## WORK INSTRUCTION A
List each song that the article about "Casablanca" below names as a standard featured on the film's soundtrack.
## WORK INSTRUCTION B
Pick up the article about "Casablanca" below where its last sentence ends, and keep writing it.

[SELECTED EXCERPT Boundary: Start]

“Casablanca” (14942), Michael Curtiz’s wartime romance, with Humphrey Bogart, Ingrid Bergman and Paul Henreid, seemingly has more quotable lines than the sands of the Sahara, which serves as the film’s setting. “Seeing the film over and over again, year after year, I find it never grows over-familiar,” film critic Roger Ebert once observed. “It plays like a favorite musical album; the more I know it, the more I like it. The dialogue is so spare and cynical, it has not grown old-fashioned. Much of the emotional effect of ‘Casablanca’ is achieved by indirection; as we leave the theater, we are absolutely convinced that the only thing keeping the world from going crazy is that the problems of three little people do after all amount to more than a hill of beans.”
The Chicago Symphony Orchestra, conducted by Richard Kaufman, will perform a live-to-picture presentation of “Casablanca” on March 13 and 15. The Oscar-winning score by Max Steiner is among the best from Hollywood’s Golden Age, and featured on the soundtrack are standards such as Cole Porter’s “Love for Sale,” Ray Noble’s “The Very Thought of You” and of course, Herman Hupfeld’s “As Time Goes By.”
But as memorable as the music is, it’s the dialogue that makes “Casablanca” an all-time classic. Here are among the film’s most memorable exchanges.

[SELECTED EXCERPT Boundary: End]
[DATA SUPPLIED Boundary: Start]

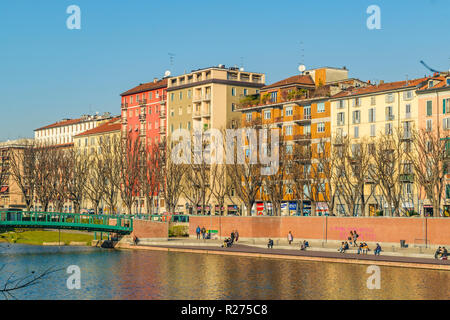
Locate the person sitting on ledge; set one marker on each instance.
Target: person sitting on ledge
(438, 253)
(377, 250)
(365, 248)
(304, 245)
(343, 247)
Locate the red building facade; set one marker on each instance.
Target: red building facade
(144, 111)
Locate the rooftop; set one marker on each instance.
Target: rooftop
(147, 87)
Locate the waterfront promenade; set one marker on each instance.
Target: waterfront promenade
(394, 257)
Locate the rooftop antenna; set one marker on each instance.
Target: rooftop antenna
(171, 57)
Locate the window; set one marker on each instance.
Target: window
(390, 98)
(321, 107)
(356, 102)
(356, 116)
(356, 132)
(273, 96)
(341, 118)
(372, 115)
(289, 149)
(429, 124)
(446, 105)
(429, 108)
(408, 111)
(388, 128)
(321, 127)
(340, 104)
(408, 95)
(288, 130)
(389, 114)
(288, 111)
(372, 130)
(446, 123)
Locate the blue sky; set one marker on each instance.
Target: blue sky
(48, 72)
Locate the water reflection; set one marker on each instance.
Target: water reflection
(108, 274)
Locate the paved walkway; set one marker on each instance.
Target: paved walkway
(258, 250)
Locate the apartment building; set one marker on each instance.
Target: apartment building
(299, 106)
(62, 132)
(434, 116)
(364, 113)
(11, 196)
(144, 111)
(208, 98)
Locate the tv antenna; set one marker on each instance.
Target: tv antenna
(171, 57)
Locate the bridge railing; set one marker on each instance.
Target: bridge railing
(118, 221)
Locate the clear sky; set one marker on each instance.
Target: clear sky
(48, 72)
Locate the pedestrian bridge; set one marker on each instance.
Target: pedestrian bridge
(120, 224)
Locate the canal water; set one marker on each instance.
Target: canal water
(114, 274)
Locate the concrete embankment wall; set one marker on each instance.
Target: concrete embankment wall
(373, 229)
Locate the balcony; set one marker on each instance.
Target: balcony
(406, 177)
(301, 138)
(302, 118)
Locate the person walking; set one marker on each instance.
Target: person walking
(197, 231)
(203, 233)
(290, 237)
(355, 237)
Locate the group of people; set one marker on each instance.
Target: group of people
(201, 231)
(228, 242)
(441, 253)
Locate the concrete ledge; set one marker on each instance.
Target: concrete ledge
(53, 244)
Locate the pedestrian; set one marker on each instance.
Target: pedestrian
(350, 238)
(377, 250)
(203, 233)
(355, 237)
(197, 231)
(290, 237)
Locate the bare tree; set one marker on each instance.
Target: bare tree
(77, 173)
(429, 159)
(170, 177)
(388, 154)
(353, 170)
(23, 171)
(128, 156)
(149, 174)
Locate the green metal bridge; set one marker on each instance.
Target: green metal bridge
(119, 224)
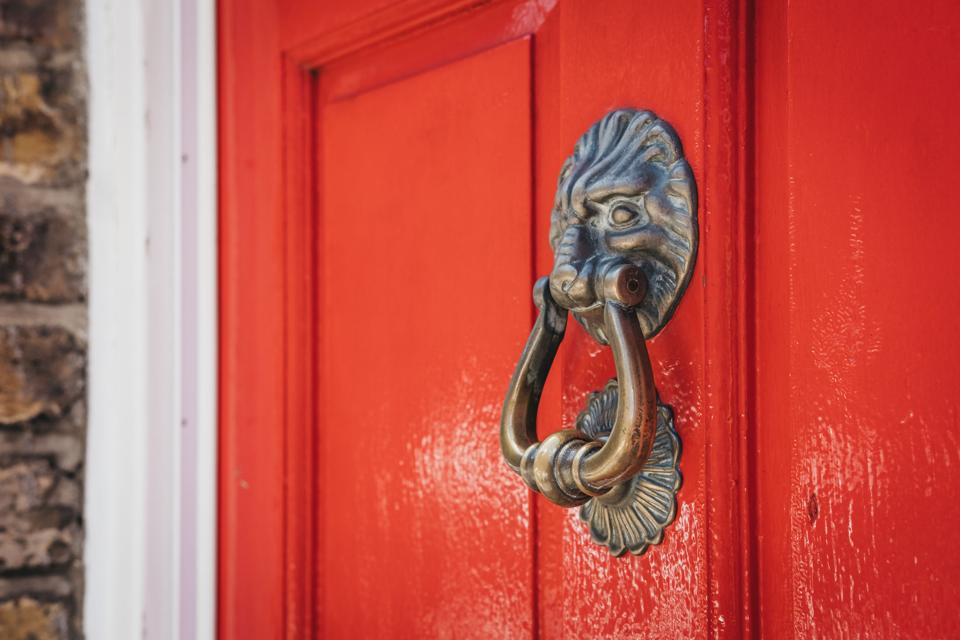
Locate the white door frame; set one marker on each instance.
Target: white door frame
(150, 490)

[DATA SUPPLIED Boundary: End]

## RESPONSE BOX A
"Love for Sale" by Cole Porter
"The Very Thought of You" by Ray Noble
"As Time Goes By" by Herman Hupfeld

## RESPONSE BOX B
Rick (Bogart), on seeing his old flame Isla (Bergman) for the first time in years: “Of all the gin joints, in all the towns, in all the world, she walks into mine.”
The two lovers recall their last meeting, in Paris, during the German invasion.
Ilsa: “I wasn’t sure you were the same. Let’s see, the last time we met…”
Rick: “Was La Belle Aurore.”
Ilsa: “How nice, you remembered. But of course, that was the day the Germans marched into Paris.”
Rick: “Not an easy day to forget.”
Rick: “I remember every detail. The Germans wore gray, you wore blue.”
Rick to Sam, his club’s pianist, demanding that he play the lovers’ old song:
Rick: “You played it for her, you can play it for me!”
Sam: “Well, I don’t think I can remember…”
Rick: “If she can stand it, I can! Play it!”
Ilsa, who knows their love is doomed, to Rick: “Kiss me. Kiss me as if it were the last time.”
Rick and Ilsa, in their final goodbye as she prepares to walk out of Rick’s life forever:
Isla: “But what about us?”
Rick: “We’ll always have Paris. We didn’t have … we lost it until you came to Casablanca. We got it back last night.”
Ilsa: “When I said I would never leave you.”
Rick: “And you never will. But I’ve got a job to do, too. Where I’m going, you can’t follow. What I’ve got to do, you can’t be any part of. Ilsa, I’m no good at being noble, but it doesn’t take much to see that the problems of three little people don’t amount to a hill of beans in this crazy world. Someday you’ll understand that.
(Gently lifting Isla’s chin as she continues to cry): Here’s looking at you, kid.”
Rick to Capt. Renault (Claude Rains), Casablanca’s wily chief of police, as they walk into the horizon and deliver the film’s last line: “Louie, I think this is the beginning of a beautiful friendship.”